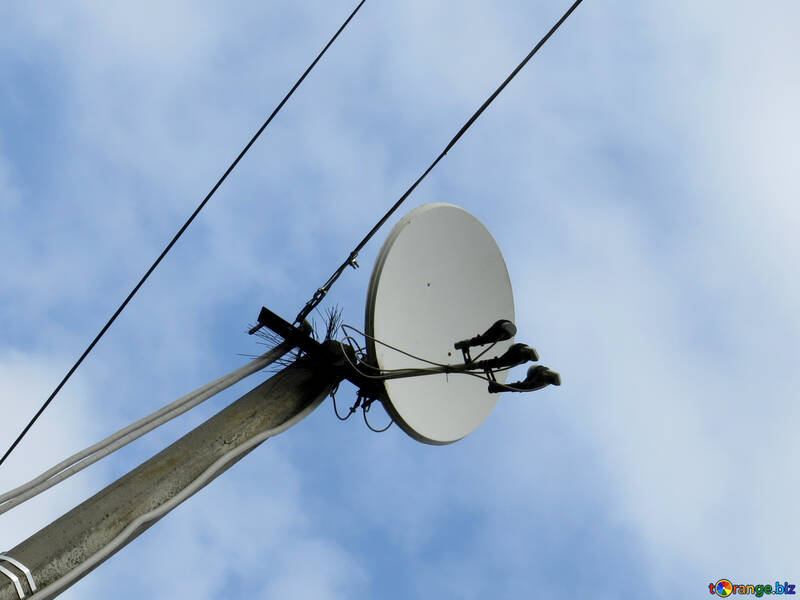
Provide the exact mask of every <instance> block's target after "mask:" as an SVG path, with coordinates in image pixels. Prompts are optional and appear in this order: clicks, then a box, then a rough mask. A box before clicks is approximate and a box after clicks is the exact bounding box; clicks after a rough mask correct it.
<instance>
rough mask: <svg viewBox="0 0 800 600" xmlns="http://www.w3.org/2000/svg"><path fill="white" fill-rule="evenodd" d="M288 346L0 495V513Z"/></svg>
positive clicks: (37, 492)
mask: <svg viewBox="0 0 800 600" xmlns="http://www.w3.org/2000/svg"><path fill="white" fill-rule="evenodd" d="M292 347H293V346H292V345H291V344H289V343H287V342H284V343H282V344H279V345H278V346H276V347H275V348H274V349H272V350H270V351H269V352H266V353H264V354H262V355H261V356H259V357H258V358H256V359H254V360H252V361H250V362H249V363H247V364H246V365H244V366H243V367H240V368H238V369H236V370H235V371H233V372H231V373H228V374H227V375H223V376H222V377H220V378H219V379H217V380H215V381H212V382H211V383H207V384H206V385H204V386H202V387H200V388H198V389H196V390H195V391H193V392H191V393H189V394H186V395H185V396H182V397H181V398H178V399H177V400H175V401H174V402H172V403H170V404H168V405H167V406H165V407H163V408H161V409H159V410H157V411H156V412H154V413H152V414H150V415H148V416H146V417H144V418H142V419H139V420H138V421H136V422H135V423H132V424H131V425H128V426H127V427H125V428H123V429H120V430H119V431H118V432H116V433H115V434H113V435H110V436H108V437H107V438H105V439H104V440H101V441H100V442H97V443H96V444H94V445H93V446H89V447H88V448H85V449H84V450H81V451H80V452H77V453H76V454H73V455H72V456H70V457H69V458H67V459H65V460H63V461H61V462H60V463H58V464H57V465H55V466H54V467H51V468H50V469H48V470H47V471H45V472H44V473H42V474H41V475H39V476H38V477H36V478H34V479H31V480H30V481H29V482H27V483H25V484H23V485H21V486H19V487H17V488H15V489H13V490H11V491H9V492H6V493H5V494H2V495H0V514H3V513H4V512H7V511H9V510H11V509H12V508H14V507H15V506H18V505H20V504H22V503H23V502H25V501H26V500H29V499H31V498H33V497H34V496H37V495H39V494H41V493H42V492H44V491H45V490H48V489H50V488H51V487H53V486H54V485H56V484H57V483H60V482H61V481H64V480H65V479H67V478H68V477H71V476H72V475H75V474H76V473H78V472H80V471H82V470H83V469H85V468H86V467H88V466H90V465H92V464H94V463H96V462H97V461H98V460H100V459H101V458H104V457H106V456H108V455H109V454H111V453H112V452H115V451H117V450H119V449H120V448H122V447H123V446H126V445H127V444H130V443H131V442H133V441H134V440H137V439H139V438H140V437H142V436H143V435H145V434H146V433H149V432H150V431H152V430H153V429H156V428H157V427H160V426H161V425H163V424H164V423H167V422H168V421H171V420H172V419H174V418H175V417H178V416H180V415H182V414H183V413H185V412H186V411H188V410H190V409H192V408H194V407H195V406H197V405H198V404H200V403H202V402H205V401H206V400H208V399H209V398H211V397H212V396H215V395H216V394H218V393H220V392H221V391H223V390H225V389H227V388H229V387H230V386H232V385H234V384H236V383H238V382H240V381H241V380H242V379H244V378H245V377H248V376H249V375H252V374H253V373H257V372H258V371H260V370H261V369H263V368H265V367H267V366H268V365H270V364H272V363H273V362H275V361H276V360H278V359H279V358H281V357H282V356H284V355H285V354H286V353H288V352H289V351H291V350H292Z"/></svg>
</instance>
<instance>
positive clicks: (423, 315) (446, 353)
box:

==

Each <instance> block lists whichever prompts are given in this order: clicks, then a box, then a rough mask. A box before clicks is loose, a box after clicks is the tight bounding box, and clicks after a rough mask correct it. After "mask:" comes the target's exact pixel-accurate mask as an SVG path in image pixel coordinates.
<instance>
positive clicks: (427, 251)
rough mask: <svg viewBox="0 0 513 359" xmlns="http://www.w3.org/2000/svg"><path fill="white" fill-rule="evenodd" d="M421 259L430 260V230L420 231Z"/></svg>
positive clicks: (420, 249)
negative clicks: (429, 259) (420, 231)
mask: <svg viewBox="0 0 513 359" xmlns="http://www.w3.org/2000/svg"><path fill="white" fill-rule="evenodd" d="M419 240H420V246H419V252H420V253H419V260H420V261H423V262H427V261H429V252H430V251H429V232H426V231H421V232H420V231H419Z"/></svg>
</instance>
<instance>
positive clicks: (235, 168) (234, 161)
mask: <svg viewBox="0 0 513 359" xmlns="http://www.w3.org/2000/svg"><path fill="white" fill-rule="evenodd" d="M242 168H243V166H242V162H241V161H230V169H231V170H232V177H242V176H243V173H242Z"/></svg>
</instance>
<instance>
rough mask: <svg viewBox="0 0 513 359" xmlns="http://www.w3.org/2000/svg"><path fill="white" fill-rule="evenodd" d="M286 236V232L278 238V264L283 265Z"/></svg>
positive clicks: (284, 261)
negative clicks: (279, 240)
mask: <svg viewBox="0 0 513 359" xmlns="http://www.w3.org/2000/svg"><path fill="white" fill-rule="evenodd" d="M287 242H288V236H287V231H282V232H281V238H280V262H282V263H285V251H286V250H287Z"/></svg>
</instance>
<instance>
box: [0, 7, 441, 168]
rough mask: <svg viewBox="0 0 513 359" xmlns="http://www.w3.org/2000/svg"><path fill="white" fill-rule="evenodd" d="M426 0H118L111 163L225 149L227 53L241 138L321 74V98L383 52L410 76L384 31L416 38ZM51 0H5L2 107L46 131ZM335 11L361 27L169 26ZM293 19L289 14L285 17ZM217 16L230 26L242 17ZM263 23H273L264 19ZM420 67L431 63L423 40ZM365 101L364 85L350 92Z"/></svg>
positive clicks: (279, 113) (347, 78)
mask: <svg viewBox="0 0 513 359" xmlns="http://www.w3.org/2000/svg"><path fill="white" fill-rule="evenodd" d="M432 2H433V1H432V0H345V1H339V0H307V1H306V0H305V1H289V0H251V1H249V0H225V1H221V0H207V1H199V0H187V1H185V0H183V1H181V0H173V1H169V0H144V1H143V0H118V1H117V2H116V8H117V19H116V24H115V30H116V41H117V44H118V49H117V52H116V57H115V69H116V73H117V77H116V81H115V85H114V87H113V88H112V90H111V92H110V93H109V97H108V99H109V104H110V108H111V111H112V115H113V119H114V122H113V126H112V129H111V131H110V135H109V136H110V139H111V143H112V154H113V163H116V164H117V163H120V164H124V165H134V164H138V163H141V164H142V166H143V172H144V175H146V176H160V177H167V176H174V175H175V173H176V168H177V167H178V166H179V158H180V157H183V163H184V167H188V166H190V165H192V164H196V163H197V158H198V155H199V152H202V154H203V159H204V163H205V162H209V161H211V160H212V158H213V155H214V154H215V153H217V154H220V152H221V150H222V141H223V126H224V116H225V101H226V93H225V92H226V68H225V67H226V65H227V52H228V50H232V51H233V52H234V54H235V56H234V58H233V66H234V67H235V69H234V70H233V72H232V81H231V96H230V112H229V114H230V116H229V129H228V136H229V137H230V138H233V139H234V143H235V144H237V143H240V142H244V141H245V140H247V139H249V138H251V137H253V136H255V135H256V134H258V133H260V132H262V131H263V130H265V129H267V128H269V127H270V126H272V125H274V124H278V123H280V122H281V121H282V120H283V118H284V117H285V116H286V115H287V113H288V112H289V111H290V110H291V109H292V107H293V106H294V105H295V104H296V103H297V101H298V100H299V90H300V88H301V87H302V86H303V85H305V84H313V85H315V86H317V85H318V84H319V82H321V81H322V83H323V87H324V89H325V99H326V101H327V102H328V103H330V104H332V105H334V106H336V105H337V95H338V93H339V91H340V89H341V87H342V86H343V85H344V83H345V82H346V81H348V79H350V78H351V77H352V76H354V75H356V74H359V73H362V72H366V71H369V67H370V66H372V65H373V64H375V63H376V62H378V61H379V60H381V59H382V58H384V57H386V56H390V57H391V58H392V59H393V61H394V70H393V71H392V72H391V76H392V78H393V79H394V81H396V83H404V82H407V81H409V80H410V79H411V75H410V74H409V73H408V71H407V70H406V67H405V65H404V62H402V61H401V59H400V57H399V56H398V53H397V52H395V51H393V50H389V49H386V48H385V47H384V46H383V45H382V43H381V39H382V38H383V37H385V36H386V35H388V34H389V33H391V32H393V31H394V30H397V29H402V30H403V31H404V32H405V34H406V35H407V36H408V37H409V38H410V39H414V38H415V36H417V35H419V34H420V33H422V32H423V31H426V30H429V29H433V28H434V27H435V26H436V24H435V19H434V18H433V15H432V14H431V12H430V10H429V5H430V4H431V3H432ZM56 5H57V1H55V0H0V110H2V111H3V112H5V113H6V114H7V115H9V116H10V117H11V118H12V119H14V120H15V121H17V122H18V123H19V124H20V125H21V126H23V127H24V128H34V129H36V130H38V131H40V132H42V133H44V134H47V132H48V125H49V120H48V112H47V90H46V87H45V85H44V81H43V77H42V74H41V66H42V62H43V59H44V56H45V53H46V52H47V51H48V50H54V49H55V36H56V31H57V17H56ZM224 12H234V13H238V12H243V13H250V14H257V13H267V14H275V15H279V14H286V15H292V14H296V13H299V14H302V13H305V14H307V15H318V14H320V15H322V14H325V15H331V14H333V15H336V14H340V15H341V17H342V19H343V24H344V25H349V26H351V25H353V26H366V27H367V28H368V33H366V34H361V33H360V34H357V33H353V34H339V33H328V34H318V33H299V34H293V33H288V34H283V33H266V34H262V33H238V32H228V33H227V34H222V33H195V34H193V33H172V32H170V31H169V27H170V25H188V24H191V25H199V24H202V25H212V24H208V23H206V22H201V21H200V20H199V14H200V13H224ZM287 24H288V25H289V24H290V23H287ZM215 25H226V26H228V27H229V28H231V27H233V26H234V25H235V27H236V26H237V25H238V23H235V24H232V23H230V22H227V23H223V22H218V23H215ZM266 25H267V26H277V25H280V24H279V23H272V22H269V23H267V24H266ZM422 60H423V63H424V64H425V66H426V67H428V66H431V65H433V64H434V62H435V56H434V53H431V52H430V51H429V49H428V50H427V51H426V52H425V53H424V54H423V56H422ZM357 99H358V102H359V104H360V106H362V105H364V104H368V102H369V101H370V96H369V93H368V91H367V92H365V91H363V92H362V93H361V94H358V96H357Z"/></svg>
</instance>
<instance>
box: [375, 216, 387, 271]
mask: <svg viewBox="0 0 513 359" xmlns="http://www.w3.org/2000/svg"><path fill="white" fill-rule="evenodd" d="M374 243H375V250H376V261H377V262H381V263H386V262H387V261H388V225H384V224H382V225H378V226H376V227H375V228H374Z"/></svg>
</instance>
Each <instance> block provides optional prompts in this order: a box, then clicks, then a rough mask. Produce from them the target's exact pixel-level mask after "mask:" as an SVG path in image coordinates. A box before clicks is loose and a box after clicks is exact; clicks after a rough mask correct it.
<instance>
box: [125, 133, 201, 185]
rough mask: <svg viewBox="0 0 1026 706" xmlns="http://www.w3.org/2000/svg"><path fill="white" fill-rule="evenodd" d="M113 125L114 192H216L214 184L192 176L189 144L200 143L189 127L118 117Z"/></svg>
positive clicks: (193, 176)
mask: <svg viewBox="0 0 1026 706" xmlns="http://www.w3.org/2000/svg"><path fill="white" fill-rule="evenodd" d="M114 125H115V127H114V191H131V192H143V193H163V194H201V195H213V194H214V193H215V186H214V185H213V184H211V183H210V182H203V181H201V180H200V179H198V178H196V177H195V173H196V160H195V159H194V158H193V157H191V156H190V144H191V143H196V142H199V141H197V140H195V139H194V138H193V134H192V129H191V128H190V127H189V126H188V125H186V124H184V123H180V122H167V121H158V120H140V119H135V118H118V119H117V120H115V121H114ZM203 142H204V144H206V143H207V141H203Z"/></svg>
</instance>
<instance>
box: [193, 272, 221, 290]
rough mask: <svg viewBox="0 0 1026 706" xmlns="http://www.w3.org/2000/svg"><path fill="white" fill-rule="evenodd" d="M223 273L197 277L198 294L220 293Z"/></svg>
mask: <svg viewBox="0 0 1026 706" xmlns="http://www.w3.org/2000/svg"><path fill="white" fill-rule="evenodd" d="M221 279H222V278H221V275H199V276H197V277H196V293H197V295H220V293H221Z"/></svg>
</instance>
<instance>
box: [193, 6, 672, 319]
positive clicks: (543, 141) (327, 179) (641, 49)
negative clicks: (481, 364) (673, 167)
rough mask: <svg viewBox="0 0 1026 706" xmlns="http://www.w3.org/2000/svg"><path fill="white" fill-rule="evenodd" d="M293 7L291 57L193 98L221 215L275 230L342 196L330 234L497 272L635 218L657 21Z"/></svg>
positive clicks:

▸ **Assignment**: In the listing above, find the line with "box: [375, 216, 387, 271]" and the line with "box: [125, 133, 201, 185]", then reproduce both and every line between them exactly.

▸ **Result below**:
box: [375, 216, 387, 271]
mask: <svg viewBox="0 0 513 359" xmlns="http://www.w3.org/2000/svg"><path fill="white" fill-rule="evenodd" d="M374 243H375V250H376V261H377V262H381V263H386V262H387V261H388V225H384V224H382V225H378V226H376V227H375V228H374Z"/></svg>
</instance>
Each <instance> block provides optional prompts in this order: a box, then clicks, then a rough mask. Produce from them the target's exact pixel-level mask after "mask:" as an SVG path in image coordinates. A box before clicks is loose and a box after clicks is exact; clicks after a rough mask correct it.
<instance>
box: [125, 133, 201, 185]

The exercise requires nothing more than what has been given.